作業の目的
大阪市の教育費無償化を扱う抜粋文から、「大阪市 認可外も教育費無償化 「認可」希望した園児対象」から「対象とする意欲を示している。」までをそのまま書き写すこと。

抜粋文
大阪市の吉村市長が重視する「教育費無償化」、新年度から認可外保育施設へ通う児童も対象とする方針を明言されました。しかし、対象となる児童が限定される恐れもあります。

大阪市 認可外も教育費無償化 「認可」希望した園児対象 市方針 /大阪

毎日新聞2016年11月30日 地方版

幼児教育の無償化を進める大阪市の吉村洋文市長は29日の市議会本会議で、これまで無償化の対象外だった認可外保育所に通う子どものうち、認可保育所を希望して入れなかった「待機児童」については来年度から対象に含める方針を明らかにした。市は今年4月から、5歳児について学校教育法で「学校」として扱われる幼稚園の保育料は原則全額無料、認可保育所の保育料は5~6割部分を教育費として無料にした。来年度は4歳児へも拡大する方針だ。

また、一定の教育水準を満たす認可外施設については、待機児童でなくても来年度中に対象とする意欲を示している。

市によると、今年4月現在の待機児童は273人。年齢別では1歳児が190人と圧倒的に多く、4、5歳児は各2人の計4人。

市長の答弁内容は動画にて公開されています。関連部分(趣旨)を文字に起こしてみました。

金子恵美議員(維新)
・市長は今年度から幼稚園、保育所へ通う5歳児を対象として教育無償化を実施した
・他の議員からの質問に対し「来年からは4歳児に広げたい」と明言した
・市長は認可外保育施設に通う児童も対象としたいと表明している
認可保育所へ入れず待機児童となってしまい、やむを得ず認可外保育施設へ通わせている保護者には、保育所へ入れなかったことに加え、無償化の対象外となっている事への強い不公平感がある
・単に子供を預かる施設から教育に重点を置く施設まで、認可外保育施設の運営実態は様々である
・幼児教育が一定の水準を満たす施設は対象とすべきである

市長
・4-5歳児は教育の時期であるという考えを社会に浸透させたい
・保育所への入所を希望しながら待機児童となり、やむを得ず認可外保育施設へ通う児童は、公平性の観点から来年4月から対象とすべきだと考えている
・認可外保育施設は児童福祉法による認可を受けていない、様々な施設の総称である
・子供の安全確保の観点から、一定の条件設定が必要だと考えている
・待機児童でなくとも一定の幼児教育を受けている児童も対象にすべきである
・対象となる施設を見極める必要がある
・教育の内容を審査する基準作りを行う必要があり、保育幼児教育センターで検討したい
・来年度中には一定水準の幼児教育を実践している認可外保育施設に通う待機児童以外の子供達に対しても、幼児教育の無償化を進めていきたい

https://youtu.be/8usnB3tdVTE?t=23m42s

市長答弁から2つの方針が読み取れます。

1.平成29年4月から教育費無償化対象
(1)4-5歳児クラスに在籍している
(2)保育所への入所希望したが待機児童となった
(3)やむを得ず認可外保育施設へ通っている

2.平成29年度以降に教育費無償化対象としたい
(1)4-5歳児クラスに在籍している
(2)一定水準の幼児教育を実践している認可外保育施設へ通っている

「待機児童」の定義によっては対象が限定される

一歩前進と感じる一方、無償化対象となる児童の範囲が極めて限定的となる危険もあります。

(物体のポイントラベル)
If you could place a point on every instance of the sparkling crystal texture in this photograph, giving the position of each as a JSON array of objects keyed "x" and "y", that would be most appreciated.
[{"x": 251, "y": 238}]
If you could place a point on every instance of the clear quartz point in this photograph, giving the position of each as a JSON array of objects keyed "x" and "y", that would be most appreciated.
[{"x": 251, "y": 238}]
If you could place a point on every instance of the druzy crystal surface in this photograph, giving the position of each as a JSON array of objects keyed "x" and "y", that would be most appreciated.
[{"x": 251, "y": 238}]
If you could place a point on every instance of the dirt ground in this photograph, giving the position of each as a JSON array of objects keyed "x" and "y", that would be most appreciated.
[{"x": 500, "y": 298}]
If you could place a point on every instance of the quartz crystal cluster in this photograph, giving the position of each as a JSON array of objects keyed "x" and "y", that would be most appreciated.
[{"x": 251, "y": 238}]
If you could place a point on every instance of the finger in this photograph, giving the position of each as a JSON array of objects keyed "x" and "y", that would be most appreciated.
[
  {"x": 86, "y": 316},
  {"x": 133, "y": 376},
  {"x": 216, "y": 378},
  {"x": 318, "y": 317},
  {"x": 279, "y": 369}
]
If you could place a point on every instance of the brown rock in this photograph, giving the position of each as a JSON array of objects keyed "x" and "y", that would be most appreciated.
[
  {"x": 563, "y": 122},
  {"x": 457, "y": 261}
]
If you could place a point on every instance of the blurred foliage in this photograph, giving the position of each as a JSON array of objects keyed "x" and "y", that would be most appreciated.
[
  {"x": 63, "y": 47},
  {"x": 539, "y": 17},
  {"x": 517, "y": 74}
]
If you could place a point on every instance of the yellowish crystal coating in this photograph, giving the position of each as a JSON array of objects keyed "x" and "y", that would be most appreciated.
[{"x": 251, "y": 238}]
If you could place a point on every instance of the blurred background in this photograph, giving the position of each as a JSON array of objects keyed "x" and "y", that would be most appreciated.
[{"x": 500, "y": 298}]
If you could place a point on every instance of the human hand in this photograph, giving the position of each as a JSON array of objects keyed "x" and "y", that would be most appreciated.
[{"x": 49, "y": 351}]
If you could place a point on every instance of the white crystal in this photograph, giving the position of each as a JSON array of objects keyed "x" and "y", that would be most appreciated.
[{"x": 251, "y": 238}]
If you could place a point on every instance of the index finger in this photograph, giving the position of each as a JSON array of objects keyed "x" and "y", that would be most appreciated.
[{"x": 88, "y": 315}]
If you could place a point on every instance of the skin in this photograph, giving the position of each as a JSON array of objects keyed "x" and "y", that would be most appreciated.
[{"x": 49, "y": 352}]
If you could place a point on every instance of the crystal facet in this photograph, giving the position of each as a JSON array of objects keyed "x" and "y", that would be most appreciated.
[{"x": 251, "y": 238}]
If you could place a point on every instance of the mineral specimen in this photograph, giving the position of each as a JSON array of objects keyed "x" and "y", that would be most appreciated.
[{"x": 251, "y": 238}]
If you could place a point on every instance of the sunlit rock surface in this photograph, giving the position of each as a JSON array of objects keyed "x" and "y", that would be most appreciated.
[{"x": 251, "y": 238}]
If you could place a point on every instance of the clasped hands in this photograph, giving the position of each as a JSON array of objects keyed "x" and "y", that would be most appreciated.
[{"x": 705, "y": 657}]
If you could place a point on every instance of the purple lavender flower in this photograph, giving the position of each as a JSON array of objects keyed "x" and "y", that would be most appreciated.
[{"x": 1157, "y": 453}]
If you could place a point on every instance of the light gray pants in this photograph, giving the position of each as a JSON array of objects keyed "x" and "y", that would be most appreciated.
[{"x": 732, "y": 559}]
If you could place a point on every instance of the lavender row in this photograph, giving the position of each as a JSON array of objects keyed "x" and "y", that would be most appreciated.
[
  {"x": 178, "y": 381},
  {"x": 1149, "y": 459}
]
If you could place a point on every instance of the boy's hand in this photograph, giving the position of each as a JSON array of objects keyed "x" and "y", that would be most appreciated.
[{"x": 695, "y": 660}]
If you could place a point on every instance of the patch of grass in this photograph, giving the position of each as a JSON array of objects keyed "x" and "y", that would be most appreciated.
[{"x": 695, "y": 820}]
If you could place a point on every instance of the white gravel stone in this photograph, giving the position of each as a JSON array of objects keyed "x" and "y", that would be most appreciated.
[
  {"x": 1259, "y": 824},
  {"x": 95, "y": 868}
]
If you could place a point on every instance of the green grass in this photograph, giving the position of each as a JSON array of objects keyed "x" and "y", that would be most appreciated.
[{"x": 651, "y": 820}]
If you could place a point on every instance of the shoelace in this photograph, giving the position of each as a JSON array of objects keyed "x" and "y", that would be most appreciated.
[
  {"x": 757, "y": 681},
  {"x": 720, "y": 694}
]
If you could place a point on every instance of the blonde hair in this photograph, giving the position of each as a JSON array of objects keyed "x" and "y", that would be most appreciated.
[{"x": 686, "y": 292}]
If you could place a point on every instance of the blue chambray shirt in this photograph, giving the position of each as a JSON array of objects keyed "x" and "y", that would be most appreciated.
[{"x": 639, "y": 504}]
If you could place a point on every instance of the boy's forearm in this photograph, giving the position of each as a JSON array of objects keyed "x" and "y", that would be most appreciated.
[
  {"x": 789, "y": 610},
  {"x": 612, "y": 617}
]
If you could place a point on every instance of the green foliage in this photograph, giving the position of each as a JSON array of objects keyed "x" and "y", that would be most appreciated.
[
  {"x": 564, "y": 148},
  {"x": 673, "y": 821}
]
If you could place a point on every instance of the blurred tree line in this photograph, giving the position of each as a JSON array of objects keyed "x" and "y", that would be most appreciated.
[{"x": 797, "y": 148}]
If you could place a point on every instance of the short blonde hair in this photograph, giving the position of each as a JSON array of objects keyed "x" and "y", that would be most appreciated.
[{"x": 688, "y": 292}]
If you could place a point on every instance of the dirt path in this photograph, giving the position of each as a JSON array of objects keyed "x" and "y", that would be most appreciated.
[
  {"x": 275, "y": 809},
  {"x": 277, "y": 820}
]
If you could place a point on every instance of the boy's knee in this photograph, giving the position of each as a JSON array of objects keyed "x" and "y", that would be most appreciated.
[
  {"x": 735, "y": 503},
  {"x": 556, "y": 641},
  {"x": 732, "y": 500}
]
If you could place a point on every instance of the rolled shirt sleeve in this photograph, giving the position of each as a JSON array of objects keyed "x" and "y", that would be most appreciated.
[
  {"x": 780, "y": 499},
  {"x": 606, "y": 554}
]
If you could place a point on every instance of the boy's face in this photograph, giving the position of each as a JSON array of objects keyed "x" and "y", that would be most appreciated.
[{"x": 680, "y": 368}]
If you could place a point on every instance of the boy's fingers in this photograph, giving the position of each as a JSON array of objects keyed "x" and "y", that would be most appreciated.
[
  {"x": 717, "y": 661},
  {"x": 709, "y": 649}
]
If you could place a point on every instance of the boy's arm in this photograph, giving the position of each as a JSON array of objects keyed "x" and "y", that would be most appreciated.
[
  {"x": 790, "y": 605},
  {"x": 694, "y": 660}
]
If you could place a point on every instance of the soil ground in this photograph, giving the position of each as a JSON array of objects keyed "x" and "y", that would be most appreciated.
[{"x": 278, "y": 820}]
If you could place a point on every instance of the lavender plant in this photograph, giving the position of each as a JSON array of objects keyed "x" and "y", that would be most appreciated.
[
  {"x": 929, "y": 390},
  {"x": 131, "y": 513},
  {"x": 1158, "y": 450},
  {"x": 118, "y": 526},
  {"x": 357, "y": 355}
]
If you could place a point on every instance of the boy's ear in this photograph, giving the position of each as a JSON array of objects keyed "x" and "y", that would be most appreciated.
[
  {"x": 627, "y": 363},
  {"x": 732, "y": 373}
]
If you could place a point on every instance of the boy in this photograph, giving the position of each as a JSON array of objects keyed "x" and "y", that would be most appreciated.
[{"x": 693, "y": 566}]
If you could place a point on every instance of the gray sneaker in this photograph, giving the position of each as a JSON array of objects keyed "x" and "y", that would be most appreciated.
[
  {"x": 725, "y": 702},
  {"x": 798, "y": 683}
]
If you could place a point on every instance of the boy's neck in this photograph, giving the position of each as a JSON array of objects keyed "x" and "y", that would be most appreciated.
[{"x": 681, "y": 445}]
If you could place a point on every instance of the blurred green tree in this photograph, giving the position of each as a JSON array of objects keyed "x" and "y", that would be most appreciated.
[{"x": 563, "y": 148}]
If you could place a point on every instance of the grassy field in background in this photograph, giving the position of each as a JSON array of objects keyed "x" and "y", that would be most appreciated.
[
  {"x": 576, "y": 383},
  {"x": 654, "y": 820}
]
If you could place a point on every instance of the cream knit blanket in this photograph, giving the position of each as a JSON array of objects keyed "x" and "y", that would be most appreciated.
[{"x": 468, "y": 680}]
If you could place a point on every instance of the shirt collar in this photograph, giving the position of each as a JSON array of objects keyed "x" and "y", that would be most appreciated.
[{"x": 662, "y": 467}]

想定解答
大阪市 認可外も教育費無償化 「認可」希望した園児対象 市方針 /大阪

毎日新聞2016年11月30日 地方版

幼児教育の無償化を進める大阪市の吉村洋文市長は29日の市議会本会議で、これまで無償化の対象外だった認可外保育所に通う子どものうち、認可保育所を希望して入れなかった「待機児童」については来年度から対象に含める方針を明らかにした。市は今年4月から、5歳児について学校教育法で「学校」として扱われる幼稚園の保育料は原則全額無料、認可保育所の保育料は5~6割部分を教育費として無料にした。来年度は4歳児へも拡大する方針だ。

また、一定の教育水準を満たす認可外施設については、待機児童でなくても来年度中に対象とする意欲を示している。